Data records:

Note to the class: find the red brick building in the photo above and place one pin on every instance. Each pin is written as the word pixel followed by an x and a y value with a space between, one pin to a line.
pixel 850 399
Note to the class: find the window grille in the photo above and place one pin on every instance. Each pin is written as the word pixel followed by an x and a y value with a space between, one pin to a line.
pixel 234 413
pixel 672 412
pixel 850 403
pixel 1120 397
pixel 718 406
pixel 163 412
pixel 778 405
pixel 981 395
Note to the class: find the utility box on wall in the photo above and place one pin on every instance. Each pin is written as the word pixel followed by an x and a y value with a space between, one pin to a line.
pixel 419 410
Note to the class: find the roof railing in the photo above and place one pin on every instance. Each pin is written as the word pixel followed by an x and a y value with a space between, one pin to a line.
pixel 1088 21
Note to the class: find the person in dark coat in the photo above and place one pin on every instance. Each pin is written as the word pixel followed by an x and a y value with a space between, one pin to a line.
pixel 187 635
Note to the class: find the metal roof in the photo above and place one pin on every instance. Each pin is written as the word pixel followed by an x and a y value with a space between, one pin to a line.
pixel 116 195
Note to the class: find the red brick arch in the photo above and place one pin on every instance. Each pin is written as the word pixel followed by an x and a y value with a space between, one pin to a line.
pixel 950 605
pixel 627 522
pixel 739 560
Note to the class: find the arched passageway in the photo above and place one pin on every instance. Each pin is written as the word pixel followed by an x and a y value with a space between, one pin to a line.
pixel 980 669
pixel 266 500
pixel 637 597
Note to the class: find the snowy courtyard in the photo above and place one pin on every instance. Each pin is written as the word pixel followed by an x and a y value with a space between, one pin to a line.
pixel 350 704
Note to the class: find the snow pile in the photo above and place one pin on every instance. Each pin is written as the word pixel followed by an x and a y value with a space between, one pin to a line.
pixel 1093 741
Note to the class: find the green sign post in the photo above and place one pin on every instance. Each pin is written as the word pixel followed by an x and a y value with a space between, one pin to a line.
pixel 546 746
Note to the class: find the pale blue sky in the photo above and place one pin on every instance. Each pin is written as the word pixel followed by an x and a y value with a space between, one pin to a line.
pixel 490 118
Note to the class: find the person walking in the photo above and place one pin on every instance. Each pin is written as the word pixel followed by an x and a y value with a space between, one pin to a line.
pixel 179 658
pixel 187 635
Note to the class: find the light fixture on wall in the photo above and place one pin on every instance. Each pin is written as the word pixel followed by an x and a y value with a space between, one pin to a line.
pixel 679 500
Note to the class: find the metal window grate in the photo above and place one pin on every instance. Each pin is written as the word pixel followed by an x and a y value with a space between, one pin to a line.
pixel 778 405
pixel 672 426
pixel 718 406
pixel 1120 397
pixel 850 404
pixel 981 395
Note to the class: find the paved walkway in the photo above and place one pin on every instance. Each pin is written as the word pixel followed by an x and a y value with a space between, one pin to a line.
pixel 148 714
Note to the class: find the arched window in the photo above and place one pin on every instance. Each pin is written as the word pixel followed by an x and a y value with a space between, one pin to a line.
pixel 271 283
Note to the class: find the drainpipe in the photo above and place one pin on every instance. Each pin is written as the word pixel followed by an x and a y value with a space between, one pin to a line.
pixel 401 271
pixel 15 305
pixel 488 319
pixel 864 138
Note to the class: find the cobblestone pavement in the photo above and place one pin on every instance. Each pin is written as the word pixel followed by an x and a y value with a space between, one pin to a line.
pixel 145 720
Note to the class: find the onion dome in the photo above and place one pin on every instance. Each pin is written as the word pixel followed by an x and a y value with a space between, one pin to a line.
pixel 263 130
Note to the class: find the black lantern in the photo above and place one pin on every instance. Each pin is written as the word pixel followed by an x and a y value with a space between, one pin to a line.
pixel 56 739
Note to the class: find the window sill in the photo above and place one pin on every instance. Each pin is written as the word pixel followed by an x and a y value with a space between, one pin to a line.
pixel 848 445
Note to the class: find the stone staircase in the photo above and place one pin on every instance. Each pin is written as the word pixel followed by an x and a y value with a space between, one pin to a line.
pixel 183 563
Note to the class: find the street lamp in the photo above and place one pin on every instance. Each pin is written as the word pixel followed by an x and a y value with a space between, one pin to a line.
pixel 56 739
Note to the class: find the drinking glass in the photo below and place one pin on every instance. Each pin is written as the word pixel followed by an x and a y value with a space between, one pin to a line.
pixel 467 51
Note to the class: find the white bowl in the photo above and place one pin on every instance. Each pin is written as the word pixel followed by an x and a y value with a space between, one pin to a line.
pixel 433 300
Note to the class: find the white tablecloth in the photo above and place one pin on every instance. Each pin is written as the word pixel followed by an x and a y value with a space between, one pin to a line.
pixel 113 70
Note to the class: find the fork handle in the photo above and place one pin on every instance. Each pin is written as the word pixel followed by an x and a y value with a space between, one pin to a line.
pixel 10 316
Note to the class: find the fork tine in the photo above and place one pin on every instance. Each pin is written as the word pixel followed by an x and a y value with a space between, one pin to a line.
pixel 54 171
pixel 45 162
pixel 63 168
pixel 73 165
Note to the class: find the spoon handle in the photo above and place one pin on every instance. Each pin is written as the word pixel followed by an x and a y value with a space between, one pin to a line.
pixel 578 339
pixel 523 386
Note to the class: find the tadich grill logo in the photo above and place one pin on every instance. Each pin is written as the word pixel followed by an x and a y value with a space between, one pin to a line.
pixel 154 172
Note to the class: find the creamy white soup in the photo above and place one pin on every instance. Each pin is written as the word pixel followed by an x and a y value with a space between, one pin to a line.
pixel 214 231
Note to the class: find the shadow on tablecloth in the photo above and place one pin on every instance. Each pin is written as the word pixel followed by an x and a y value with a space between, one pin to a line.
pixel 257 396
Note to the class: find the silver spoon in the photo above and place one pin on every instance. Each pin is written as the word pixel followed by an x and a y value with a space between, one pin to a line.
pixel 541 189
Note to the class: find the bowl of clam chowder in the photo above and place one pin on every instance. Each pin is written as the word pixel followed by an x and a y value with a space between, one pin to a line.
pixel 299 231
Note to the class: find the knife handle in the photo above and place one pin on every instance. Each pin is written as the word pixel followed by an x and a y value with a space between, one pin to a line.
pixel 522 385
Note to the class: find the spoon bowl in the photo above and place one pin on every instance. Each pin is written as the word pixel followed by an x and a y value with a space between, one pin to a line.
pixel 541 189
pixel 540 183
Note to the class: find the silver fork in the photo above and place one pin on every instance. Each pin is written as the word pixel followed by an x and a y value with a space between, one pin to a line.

• **WHAT YOU WILL DO**
Could you set down, word for word, the stretch of the material from the line containing "Note to the class: find the paved" through the line containing "pixel 864 138", including both of those lines?

• **RESULT OF THE TASK**
Note to the class: find the paved walkway in the photo above and place one pin on every instance. Each pin is written as the word pixel followed by an x and a y value with a space between, one pin to a line.
pixel 148 714
Note to the class: find the arched window in the photo above and place one pin on every instance. Each pin is written as the word pixel followed by an x and a y value with a space between, one pin to a line.
pixel 271 283
Note to the class: find the drainpipe in the photo above and place one pin on every instance. Each pin is written as the word pixel followed by an x and a y value with a space between, one pin to a line.
pixel 401 271
pixel 15 305
pixel 488 319
pixel 864 138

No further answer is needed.